▶
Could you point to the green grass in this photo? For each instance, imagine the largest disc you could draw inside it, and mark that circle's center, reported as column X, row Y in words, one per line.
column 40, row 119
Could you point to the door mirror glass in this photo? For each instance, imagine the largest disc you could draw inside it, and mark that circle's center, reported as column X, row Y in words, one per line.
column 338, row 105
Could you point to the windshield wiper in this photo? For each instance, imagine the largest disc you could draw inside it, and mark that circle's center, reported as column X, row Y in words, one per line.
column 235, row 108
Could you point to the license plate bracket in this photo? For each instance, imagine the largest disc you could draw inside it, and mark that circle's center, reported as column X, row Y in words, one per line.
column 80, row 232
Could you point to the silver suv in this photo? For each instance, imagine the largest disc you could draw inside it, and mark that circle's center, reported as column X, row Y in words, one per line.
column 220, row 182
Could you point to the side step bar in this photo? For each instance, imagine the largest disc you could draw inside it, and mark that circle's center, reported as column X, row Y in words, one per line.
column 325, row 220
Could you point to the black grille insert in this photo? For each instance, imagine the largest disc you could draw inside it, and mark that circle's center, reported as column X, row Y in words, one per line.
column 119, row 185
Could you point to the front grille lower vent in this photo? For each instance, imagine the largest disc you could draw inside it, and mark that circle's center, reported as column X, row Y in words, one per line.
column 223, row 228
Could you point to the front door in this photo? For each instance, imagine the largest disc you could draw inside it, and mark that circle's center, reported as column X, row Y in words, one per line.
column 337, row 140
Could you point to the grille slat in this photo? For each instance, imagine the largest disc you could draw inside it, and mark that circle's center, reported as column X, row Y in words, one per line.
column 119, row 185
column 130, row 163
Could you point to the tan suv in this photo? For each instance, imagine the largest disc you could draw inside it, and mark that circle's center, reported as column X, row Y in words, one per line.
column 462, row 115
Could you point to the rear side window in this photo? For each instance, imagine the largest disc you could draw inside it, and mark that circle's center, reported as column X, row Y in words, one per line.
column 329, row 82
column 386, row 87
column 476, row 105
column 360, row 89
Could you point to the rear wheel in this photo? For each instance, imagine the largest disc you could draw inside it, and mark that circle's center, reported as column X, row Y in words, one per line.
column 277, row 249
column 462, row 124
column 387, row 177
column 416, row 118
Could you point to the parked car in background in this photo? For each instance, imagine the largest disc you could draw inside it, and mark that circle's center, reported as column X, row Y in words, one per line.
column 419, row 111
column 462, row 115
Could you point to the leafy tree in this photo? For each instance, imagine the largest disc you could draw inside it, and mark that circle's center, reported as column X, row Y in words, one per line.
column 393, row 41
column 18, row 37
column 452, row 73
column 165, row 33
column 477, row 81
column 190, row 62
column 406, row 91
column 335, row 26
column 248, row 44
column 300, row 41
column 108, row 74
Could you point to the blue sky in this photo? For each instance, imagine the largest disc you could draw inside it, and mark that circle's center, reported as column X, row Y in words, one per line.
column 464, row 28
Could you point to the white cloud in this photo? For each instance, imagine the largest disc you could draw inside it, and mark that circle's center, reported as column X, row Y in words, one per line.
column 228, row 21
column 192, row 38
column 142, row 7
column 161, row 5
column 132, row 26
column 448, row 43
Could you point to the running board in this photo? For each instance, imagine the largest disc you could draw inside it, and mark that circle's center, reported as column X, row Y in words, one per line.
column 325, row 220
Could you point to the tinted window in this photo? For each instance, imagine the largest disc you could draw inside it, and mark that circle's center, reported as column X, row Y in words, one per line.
◀
**PROBLEM:**
Rewrite every line of the entries above as a numbered list, omitting any blank lines.

**SOLUTION BELOW:**
1. Could you point to the green grass in this photo? For each instance, imagine the largest disc you could draw inside it, and mark that circle's center, reported as column X, row Y in words, one per line.
2. column 40, row 119
3. Could you point to the door mirror glass in this photo? For each instance, imagine the largest disc you could draw inside it, and mark that circle's center, reported as column X, row Y in words, one per line.
4. column 338, row 105
5. Could you point to the windshield wiper in this photo? For each instance, imagine the largest disc you could draw inside it, and mark that circle's center, reported as column X, row Y in words, one per line.
6. column 235, row 108
7. Could you point to the license plate bracket in this photo? For each instance, imagine the largest disc you could draw inside it, and mark that circle's center, reported as column X, row Y in words, one per line.
8. column 80, row 232
9. Could you point to the silver suv in this photo? For each instance, imagine the largest disc you could draw inside it, and mark that circle's center, reported as column X, row Y in words, one per line.
10. column 220, row 182
11. Could you point to the side step bar in this photo? For each instance, imagine the largest disc you could draw inside it, and mark that circle's center, reported as column X, row Y in words, one per line.
12. column 325, row 220
13. Could you point to the black grille insert in this photo? For each instance, imagine the largest disc you could draw inside it, and mark that circle's center, reported as column X, row Y in words, one per line.
14. column 119, row 185
15. Could you point to the front grille lower vent in this photo? For each instance, imagine the largest disc you could draw inside it, and mark that circle's center, reported as column X, row Y in words, one per line.
16. column 223, row 228
17. Could you point to the front door in this photo? For each instance, imagine the largest disc you could draw inside it, and mark that circle's center, reported as column X, row Y in words, one per line.
18. column 337, row 140
19. Could you point to the grille slat in this photo? For each instance, imagine the largest disc you could draw inside it, and mark that circle's center, reported as column X, row Y in words, one per line.
20. column 119, row 185
21. column 130, row 163
22. Could you point to the tan suv in this photo? For each instance, imagine the largest disc you could draw inside it, and mark that circle's center, reported as column X, row Y in words, one per line.
23. column 462, row 115
24. Could you point to the rear side window in this photo? For each instance, imagine the largest disc you could draw inside it, and mark that circle's center, reported as column X, row Y in words, one per line.
25. column 329, row 82
26. column 386, row 87
27. column 476, row 105
28. column 360, row 89
29. Could you point to the rear wheel in this photo? For each instance, imagine the largest disc you could draw inside it, and mark that circle's center, reported as column X, row Y in words, one per line.
30. column 277, row 249
31. column 462, row 124
32. column 387, row 177
33. column 416, row 118
34. Could you point to the parked car in background in this photo? For each instance, imagine the largest disc you could draw inside it, and mark that circle's center, reported as column X, row Y in words, one per line.
35. column 419, row 111
36. column 462, row 115
37. Could you point to the leafy tree in this photo? For each instance, imagine the largest disc you could draw inside it, and mark that circle's center, reported as column X, row Y in words, one per line.
38. column 393, row 41
39. column 18, row 37
40. column 452, row 73
41. column 165, row 33
42. column 477, row 81
43. column 190, row 62
44. column 406, row 91
45. column 335, row 26
46. column 248, row 44
47. column 300, row 41
48. column 108, row 74
49. Could you point to the blue sky in this photo? For each instance, imagine the largest disc you could draw inside it, and mark that circle's center, reported as column X, row Y in words, one per line.
50. column 464, row 28
51. Could you point to the white cloud in this photo? For each instance, imagine the largest disc you could draw inside it, and mark that circle's center, reported as column X, row Y in words, one per line.
52. column 228, row 21
53. column 192, row 38
54. column 142, row 7
55. column 161, row 5
56. column 132, row 26
57. column 448, row 43
58. Could you point to the running board in this photo? For each instance, imagine the largest disc you could draw inside it, and mark that circle's center, reported as column X, row Y in words, one per line.
59. column 325, row 220
60. Could you point to the tinted window in this photo? For each instance, imagine the largest disc you could draw inside it, and mark that circle's center, reported as column X, row Y in words, one per line.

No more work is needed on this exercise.